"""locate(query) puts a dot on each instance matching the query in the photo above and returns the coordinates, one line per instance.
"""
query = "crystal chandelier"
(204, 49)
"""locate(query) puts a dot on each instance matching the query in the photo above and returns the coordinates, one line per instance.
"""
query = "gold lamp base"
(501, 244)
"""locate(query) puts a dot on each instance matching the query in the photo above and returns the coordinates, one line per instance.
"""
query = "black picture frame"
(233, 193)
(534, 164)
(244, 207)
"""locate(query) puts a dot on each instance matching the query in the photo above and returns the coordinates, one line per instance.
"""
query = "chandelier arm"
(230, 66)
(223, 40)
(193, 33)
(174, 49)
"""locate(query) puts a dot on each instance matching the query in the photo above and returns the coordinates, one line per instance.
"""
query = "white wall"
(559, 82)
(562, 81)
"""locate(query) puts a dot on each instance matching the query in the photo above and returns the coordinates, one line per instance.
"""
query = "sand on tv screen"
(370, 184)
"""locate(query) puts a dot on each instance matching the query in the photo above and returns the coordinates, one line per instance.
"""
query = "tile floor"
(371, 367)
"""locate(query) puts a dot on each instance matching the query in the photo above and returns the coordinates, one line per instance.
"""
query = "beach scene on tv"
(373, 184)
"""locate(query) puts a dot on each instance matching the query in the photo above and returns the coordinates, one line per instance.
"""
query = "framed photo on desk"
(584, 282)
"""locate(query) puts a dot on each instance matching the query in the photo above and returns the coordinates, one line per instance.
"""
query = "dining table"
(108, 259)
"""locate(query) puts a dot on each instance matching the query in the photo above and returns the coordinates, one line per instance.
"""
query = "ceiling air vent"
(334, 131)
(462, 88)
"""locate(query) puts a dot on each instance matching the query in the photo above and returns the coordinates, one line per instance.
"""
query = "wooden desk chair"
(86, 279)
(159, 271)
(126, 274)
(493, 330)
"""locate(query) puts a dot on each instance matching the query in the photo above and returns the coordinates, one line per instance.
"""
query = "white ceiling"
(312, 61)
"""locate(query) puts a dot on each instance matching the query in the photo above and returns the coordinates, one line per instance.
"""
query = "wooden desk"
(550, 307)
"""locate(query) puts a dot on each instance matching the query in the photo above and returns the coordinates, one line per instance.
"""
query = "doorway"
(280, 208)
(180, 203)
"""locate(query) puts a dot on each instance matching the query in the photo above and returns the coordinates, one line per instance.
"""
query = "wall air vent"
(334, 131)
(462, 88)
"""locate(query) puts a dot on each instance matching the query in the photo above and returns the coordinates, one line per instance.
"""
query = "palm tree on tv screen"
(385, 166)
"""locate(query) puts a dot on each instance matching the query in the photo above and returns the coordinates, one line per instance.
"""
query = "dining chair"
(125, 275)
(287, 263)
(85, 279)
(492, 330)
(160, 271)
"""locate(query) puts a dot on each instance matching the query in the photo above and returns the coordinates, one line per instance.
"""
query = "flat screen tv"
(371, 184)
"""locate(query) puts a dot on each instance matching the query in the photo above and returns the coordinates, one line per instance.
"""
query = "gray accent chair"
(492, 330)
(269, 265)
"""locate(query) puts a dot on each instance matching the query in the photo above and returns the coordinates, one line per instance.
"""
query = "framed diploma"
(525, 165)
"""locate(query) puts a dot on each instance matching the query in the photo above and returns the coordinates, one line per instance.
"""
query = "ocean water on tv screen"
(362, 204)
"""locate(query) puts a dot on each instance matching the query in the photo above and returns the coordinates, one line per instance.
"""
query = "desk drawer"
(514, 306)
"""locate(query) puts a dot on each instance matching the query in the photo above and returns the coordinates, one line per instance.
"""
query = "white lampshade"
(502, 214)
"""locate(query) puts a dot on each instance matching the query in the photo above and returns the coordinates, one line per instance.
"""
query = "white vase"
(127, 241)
——
■ What is needed ■
Restate the data above word for word, omitting nothing.

■ Answer box ■
"""locate(query) puts a dot on each instance matching the query in the photo above and returns the coordinates, one line per instance.
"""
query = "crystal chandelier"
(204, 49)
"""locate(query) puts a dot on each instance matching the query in the photo above and returns the coordinates, one line per instance.
"""
query = "gold lamp base"
(501, 244)
"""locate(query) puts a dot on each instance matching the query in the photo above and returns the coordinates, one line per instance.
"""
query = "black picture frame"
(233, 193)
(534, 164)
(244, 207)
"""locate(query) puts a dot on each instance matching the query in the photo above and returns the coordinates, one line per instance.
"""
query = "chandelier arm"
(230, 66)
(223, 40)
(193, 33)
(174, 49)
"""locate(query) puts a dot on each instance matching the query in the photo above and returns the coordinates, one line per instance.
"""
query = "white wall"
(559, 82)
(562, 81)
"""locate(query) puts a dot on each instance matching the query in the photo above and returns the coordinates, one line per instance.
"""
query = "sand on tv screen"
(370, 184)
"""locate(query) puts a dot on each instance matching the query in the photo above and returns the coordinates, one line per instance.
"""
query = "tile floor"
(371, 367)
"""locate(query) puts a dot on each instance matching the query in the photo above and returns the coordinates, one line per instance.
"""
query = "beach scene on tv"
(373, 184)
"""locate(query) puts a dot on each instance matching the query in the photo above and returns the coordinates, one line per instance.
"""
query = "framed photo on desk"
(584, 282)
"""locate(query) puts a dot on each instance matching the query in the photo above and returns the coordinates, one line per instance.
"""
query = "dining table"
(108, 259)
"""locate(query) puts a dot on each instance matching the query in the photo above and returns the coordinates, one line per instance.
"""
query = "ceiling air vent"
(334, 131)
(462, 88)
"""locate(query) puts a dot on each instance matching the query in the photo above and returns the coordinates, one line per instance.
"""
query = "wooden desk chair"
(86, 279)
(159, 271)
(126, 274)
(493, 330)
"""locate(query) puts a dot on each instance matching the query in the photo above and returns the coordinates, one line per instance.
"""
query = "white ceiling"
(312, 61)
"""locate(query) puts a dot on each instance matching the query in the photo above and returns the coordinates, one line per instance.
"""
query = "wooden desk"
(550, 307)
"""locate(query) puts a dot on each instance matching the query in the photo above and returns the coordinates, one line per instance.
"""
query = "doorway"
(280, 208)
(180, 203)
"""locate(query) puts a dot on each instance matching the query in the photo above and returns the coordinates, one line per instance.
"""
query = "wall air vent"
(334, 131)
(462, 88)
"""locate(query) puts a dot on each instance matching the query in the photo above and returns the coordinates, one line per instance.
"""
query = "palm tree on tv screen"
(385, 166)
"""locate(query) puts a dot on each instance matching the query in the photo above and returns the coordinates, one line per instance.
"""
query = "dining chair"
(125, 275)
(287, 263)
(85, 279)
(492, 330)
(160, 271)
"""locate(query) puts a dot on each instance matching the query in the photo above and returns the coordinates, one line per instance.
"""
query = "flat screen tv"
(371, 184)
"""locate(query) puts a dot on each instance matching the query in the photo above and returns the coordinates, one line per instance.
"""
query = "gray accent chair"
(492, 330)
(269, 265)
"""locate(query) puts a dot on each instance matching the query in the photo above and returns the coordinates, one line per instance.
"""
query = "framed diploma"
(525, 165)
"""locate(query) puts a dot on each instance matching the query in the photo above and returns the coordinates, one line per instance.
"""
query = "ocean water on tv screen"
(362, 204)
"""locate(query) puts a dot on each instance matching the query in the photo above and returns the coordinates, one line per instance.
"""
query = "desk drawer"
(514, 306)
"""locate(query) puts a dot on each instance matching the query in the photo above and returns the coordinates, one line per instance.
"""
query = "white lampshade"
(502, 214)
"""locate(query) puts a dot on each instance matching the query in the photo above and returns the coordinates, one line per instance.
"""
query = "white vase"
(127, 241)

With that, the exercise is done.